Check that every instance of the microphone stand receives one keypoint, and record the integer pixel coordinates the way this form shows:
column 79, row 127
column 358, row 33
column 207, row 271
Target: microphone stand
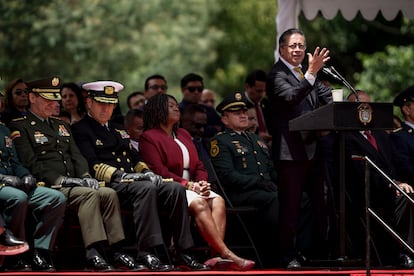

━━━

## [WHAT TO WORK ON]
With the pictures excluded, transcribe word for word only the lines from the one containing "column 358, row 33" through the last line of the records.

## [RESPONSE TO THIS TASK]
column 358, row 33
column 207, row 271
Target: microphone stand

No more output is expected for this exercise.